Records drawn from a dataset:
<<<<
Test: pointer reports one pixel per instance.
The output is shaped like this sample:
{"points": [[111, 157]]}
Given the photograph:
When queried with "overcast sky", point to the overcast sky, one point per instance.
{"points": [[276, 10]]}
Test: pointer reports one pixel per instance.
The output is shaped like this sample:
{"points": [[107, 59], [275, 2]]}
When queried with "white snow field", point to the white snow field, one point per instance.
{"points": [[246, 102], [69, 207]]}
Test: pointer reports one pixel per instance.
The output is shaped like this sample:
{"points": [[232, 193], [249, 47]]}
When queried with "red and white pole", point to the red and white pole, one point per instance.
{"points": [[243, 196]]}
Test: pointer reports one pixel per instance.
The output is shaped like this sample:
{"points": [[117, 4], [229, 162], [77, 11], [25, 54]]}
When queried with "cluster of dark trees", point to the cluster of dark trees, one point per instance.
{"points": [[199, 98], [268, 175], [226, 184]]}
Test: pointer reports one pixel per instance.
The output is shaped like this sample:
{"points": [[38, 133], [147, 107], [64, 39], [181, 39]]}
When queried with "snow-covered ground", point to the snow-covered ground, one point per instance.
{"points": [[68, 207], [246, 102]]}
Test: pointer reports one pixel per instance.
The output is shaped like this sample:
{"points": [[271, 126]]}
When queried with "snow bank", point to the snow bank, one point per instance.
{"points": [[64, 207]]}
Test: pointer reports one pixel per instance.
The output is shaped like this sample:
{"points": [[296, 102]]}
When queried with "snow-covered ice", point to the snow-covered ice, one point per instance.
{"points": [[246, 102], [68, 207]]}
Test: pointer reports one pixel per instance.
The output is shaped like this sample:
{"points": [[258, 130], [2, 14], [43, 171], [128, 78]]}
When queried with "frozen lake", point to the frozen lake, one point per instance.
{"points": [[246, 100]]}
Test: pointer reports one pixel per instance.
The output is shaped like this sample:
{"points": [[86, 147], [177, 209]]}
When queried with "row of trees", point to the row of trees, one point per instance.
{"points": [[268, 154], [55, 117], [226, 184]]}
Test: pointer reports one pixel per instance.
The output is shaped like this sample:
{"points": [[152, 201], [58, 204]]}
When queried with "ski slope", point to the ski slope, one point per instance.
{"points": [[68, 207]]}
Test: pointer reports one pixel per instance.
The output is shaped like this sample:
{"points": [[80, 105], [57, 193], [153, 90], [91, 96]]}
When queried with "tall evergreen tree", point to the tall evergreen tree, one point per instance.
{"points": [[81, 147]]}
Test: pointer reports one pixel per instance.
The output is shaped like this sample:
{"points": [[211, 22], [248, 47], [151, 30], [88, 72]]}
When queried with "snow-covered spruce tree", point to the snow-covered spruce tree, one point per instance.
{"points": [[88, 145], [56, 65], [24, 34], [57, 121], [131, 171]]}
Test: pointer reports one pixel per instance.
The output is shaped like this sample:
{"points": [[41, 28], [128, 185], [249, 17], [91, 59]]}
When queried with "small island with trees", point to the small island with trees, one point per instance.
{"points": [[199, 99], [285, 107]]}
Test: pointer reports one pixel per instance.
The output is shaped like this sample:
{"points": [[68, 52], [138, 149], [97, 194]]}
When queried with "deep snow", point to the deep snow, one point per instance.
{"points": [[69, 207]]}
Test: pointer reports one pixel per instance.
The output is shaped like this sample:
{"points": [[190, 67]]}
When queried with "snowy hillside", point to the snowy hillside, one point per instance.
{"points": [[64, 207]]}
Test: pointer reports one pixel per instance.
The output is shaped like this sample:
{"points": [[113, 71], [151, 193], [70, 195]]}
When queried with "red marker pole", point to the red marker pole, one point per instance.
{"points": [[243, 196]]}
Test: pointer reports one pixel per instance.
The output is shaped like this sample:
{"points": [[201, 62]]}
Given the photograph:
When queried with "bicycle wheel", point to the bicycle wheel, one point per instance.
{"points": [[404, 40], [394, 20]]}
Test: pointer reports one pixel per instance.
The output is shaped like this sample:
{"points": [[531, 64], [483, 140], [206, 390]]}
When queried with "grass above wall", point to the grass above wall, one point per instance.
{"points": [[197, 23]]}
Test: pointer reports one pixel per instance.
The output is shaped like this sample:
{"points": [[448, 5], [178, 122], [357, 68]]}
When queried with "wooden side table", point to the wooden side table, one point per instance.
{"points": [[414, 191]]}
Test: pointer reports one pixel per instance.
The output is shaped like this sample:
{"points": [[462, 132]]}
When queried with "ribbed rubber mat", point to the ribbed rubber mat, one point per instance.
>>>>
None of the records may be left out; each is to be restated exactly.

▶ _REPLY TO THE EXERCISE_:
Test: pointer reports one pixel per instance.
The output is shaped like this sample:
{"points": [[111, 157]]}
Given the photograph:
When queried with "overcast sky", point to the overcast sky, one point per instance.
{"points": [[276, 10]]}
Test: pointer reports one pixel per instance.
The output is shaped like this sample:
{"points": [[107, 59], [275, 2]]}
When queried with "white snow field", point to the white snow field, one point per instance.
{"points": [[246, 102], [69, 207]]}
Test: pointer reports one pixel per instance.
The output is shaped like this sample:
{"points": [[232, 193], [249, 47]]}
When queried with "red and white pole", point to the red and white pole, one point per instance.
{"points": [[243, 196]]}
Test: pointer reports one pixel per instance.
The output is shaped like this sample:
{"points": [[117, 4], [229, 162], [77, 11], [25, 54]]}
When queried with "cluster of dark trees", point to the cluster of dark trees, one point per instance.
{"points": [[199, 98], [268, 175], [226, 184]]}
Test: pointer reports one pixel per instance.
The output is shaped like this sample:
{"points": [[38, 133], [147, 107], [64, 39], [181, 39]]}
When queried with "snow-covered ground", point to the snow-covered ground, one point per instance.
{"points": [[68, 207], [246, 102]]}
Test: pointer reports one pixel per instance.
The output is shaped like this sample:
{"points": [[271, 126]]}
When queried with "snow bank", point to the snow bank, one point per instance.
{"points": [[64, 207]]}
Test: pointer reports one pixel per instance.
The output is shaped like this sample:
{"points": [[296, 102]]}
When queried with "snow-covered ice", point to the snow-covered ice, one point per instance.
{"points": [[246, 102], [68, 207]]}
Test: pointer reports one pixel per instance.
The output is shaped like this sample:
{"points": [[258, 130], [2, 14], [43, 171], [128, 78]]}
When queried with "frozen lake", point to the frozen lake, one point per instance.
{"points": [[246, 100]]}
Test: pointer reports one pixel per instance.
The output is shaped like this sample:
{"points": [[86, 147], [177, 209]]}
When queried with "row of trees", point to the row of trees, one point per instance.
{"points": [[268, 154], [55, 117], [226, 184]]}
Test: pointer reports one pixel per instance.
The output is shaped like this sample:
{"points": [[152, 201], [58, 204]]}
When queried with "ski slope", point to the ski slope, one point per instance.
{"points": [[68, 207]]}
Test: pointer reports one pixel per instance.
The output is shaped like this sample:
{"points": [[80, 105], [57, 193], [153, 90], [91, 96]]}
When queried with "tall evergreen tree", point to the tall evergreen tree, one point per instance.
{"points": [[81, 147]]}
Test: pointer reports one pixel per instance.
The output is shaped like this sample:
{"points": [[211, 22], [248, 47], [151, 30], [88, 72]]}
When queried with "snow-covered spruce tree", point to the snow-covered spruce tree, one point per instance.
{"points": [[88, 145], [56, 65], [24, 34], [57, 121], [131, 171]]}
Test: pointer reports one pixel per instance.
The output is shaped like this sample:
{"points": [[41, 28], [128, 185], [249, 17], [91, 59]]}
When queried with "small island with trees", point to the small island with trees, one point per instance.
{"points": [[199, 99], [285, 107]]}
Test: pointer reports one pixel per instance.
The output is shaped like this sample:
{"points": [[68, 52], [138, 149], [97, 194]]}
When queried with "deep snow", point to the deep snow, one point per instance.
{"points": [[69, 207]]}
Test: pointer reports one pixel per instance.
The output is shaped like this sample:
{"points": [[190, 67]]}
When queried with "snowy hillside", point to the snowy hillside, one point per instance.
{"points": [[64, 207]]}
Test: pointer reports one pixel per instance.
The output is shaped like this sample:
{"points": [[113, 71], [151, 193], [70, 195]]}
When queried with "red marker pole", point to the red marker pole, one point per instance.
{"points": [[243, 196]]}
Test: pointer reports one pixel per instance.
The output is shaped like this sample:
{"points": [[201, 62]]}
Given the photograph:
When queried with "bicycle wheel", point to the bicycle wheel, one point per instance.
{"points": [[404, 40], [394, 20]]}
Test: pointer reports one pixel per instance.
The output is shaped like this sample:
{"points": [[531, 64], [483, 140], [206, 390]]}
When queried with "grass above wall", point to the grass above wall, one point per instance.
{"points": [[197, 23]]}
Test: pointer reports one pixel per instance.
The output is shaped like this sample:
{"points": [[448, 5], [178, 122], [357, 68]]}
When queried with "wooden side table", point to the wooden side table, one point per instance.
{"points": [[414, 191]]}
Test: pointer reports one pixel per instance.
The output is shaped like this sample:
{"points": [[462, 132]]}
When queried with "ribbed rubber mat", point to the ribbed rubber mat, one point per instance.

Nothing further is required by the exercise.